With central banks across the globe falling over themselves to ease monetary policy, Brazil’s Banco Central (BC) has been standing firm. The BC’s reluctance to cut interest rates to stimulate the economy reflects its concern that inflation could push through the upper limit of its inflation-targeting band. But current data show that the economy hit the wall in October and inflation appears to be peaking. We expect these trends to strengthen in the coming weeks, leading to a reversal of policy at the Copom meeting on 20-21 January.

Although the BC is likely to keep its policy unchanged at this week’s Copom meeting, the rapid slowing of the economy will in our view force an easing of monetary policy in January even though IPCA inflation will still be close to 6.5 per cent, the upper limit of its inflation-targeting band. This has created an attractive entry point for investors into the local fixed income market. This conclusion is bolstered by the fact that the BC intervened aggressively in the cash market when the Real weakened last week to USD/BRL2.50. This suggests that downside currency risks are limited, given the BC’s ample international reserves of US$207 billion and its apparent willingness to support the currency at these levels.

Core Case

The negative effects of the current financial crisis spread quickly through global markets, but its nature varies from country to country. Some policymakers anticipated the fallout of the crisis and moved quickly to ease monetary and fiscal policies. In Brazil the response of the authorities was more cautious.

- _SUPPLIED DATA_:
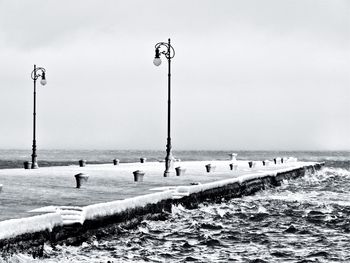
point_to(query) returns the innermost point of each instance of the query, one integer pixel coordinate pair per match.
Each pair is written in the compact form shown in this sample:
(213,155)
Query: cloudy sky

- _REQUIRED ACTIONS_:
1. Copy the text on Brazil's monetary policy word for word between "Although the BC" and "at these levels.", inclusive.
2. Answer these questions from the text on Brazil's monetary policy:
(a) On what dates is the Copom meeting at which a policy reversal is expected?
(b) To what level did the Real weaken last week?
(c) How large are the Banco Central's international reserves?
3. Write the next part of the text on Brazil's monetary policy, picking up after its final sentence.

- _SET OF ANSWERS_:
1.
Although the BC is likely to keep its policy unchanged at this week’s Copom meeting, the rapid slowing of the economy will in our view force an easing of monetary policy in January even though IPCA inflation will still be close to 6.5 per cent, the upper limit of its inflation-targeting band. This has created an attractive entry point for investors into the local fixed income market. This conclusion is bolstered by the fact that the BC intervened aggressively in the cash market when the Real weakened last week to USD/BRL2.50. This suggests that downside currency risks are limited, given the BC’s ample international reserves of US$207 billion and its apparent willingness to support the currency at these levels.

2.
(a) 20-21 January
(b) USD/BRL2.50
(c) US$207 billion

3.
The fall in global commodity prices has had a substantial impact on corporate confidence, and production plans have been rolled back in many industries even before aggregate demand has shown significant weakness. This has occurred because growth data in Brazil continued to be relatively strong reaching 6.8 per cent in Q3/08, even though it is obvious that a sharp slowing of demand is imminent.

A second factor that influenced the picture conveyed by short-term data was the BC’s decision to limit its FX interventions and permit a substantial decline in the Real, even though the country’s US$200 billion plus in international reserves were clearly large enough to cushion the slide in the currency. This policy appears to have been reversed last week when the BC intervened aggressively to support the Real when it hit the USD/BRL2.50 level. Since midyear the BC has spent a total of US$41.8 billion on FX interventions, 80 per cent in the futures market and the rest in the cash market.

Whether this policy was appropriate can only be properly assessed in hindsight. It did, however, have a noticeable impact on domestic inflation, since the deflationary effect of falling global commodity prices was offset to a significant extent by a weakening Real (see Chart 1).

Brazil has not stood passively on the sidelines as the current crisis unfolded. Indeed, the authorities have reacted in a timely manner using appropriate instruments, such as cuts in banks’ reserve requirements and new repo lines in reais as well as dollars and initiatives to ease the illiquidity facing smaller banks. What the BC has not done, at least so far, is to follow other central banks in lowering interest rates. Brazil’s interest rate policy must be understood in terms of the BC’s perception of the crisis and how it relates to its long-term objectives and the framework of its inflation-targeting monetary policy regime.

The fact that the effects of the global crisis were seen in a rise in inflation in August due to the impact of depreciation in the Brazilian currency led the BC to keep rates constant, rather than follow other countries’ policy of cutting rates. Consumer price data released on 5 December indicated a welcome drop in November’s food and housing inflation and year-on-year headline inflation: as measured by IPCA, Brazil’s CPI was stable at 6.4 per cent, just below the 6.5 per cent upper limit of the BC’s target zone (Chart 2). Reflecting this result, the BC’s survey of market inflation expectations dipped this week for the first time in several months.

Chart 1: CRB index in US dollars and Brazilian reais (January 2006:100)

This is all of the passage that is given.